### Exercise
Please give the date on which the tribunal decision says the applicant's Bachelor of Engineering enrolment was cancelled, and the reason it gives.

### Text
-*-

HOME AFFAIRS REFERENCE(S): BCC2015/1611691
MEMBER:Adrienne Millbank
DATE:26 March 2019
PLACE OF DECISION: Brisbane
DECISION:The Tribunal affirms the decision to cancel the applicant’s Subclass 573 Higher Education Sector visa.
Statement made on 26 March 2019 at 3:44pm
CATCHWORDS
MIGRATION – cancellation – Student (Temporary) (Class TU) visa – Subclass 573 (Higher Education Sector) – Federal Circuit Court remittal – existence of s 375A certificate – ground for cancellation – continue satisfaction of primary criteria – ceased to be enrolled in a Higher Education Sector course – consideration of discretion – poor academic performance – adverse information by ex-wife – intention to lodge Partner visa application onshore – not a genuine student – decision under review affirmedLEGISLATION
Migration Act 1958 (Cth), ss 116, 338
Migration Regulations 1994 (Cth), Schedule 2, cls 573.223, 573.231; Schedule 8, Condition 8516
CASES
Singh v MIBP [2016] FCA 679
STATEMENT OF DECISION AND REASONS
APPLICATION FOR REVIEW
This is an application for review of a decision dated 13 October 2015 made by a Delegate of the Minister for Immigration and Border Protection to cancel the applicant’s Subclass 573 Higher Education Sector visa under s.116 of the Migration Act 1958 (the Act).
The applicant is a 30 year old national of Jordan. He first arrived in Australia on 18 February 2013 enrolled in an English language course to be followed by Bachelor of Engineering degree course at Griffith University.
The applicant’s enrolment in his Bachelor of Engineering course was cancelled on 19 August 2013 for the reason of non-commencement of studies, and he enrolled in certificate, diploma and advanced diploma-level courses in business, in the Vocational Education Sector.

-*-

### Provided data
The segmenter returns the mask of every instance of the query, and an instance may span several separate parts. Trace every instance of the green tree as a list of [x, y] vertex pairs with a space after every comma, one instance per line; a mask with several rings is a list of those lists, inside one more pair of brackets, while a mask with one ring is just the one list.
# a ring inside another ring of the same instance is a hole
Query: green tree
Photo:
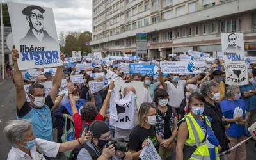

-*-

### Answer to the task
It was cancelled on 19 August 2013 for non-commencement of studies.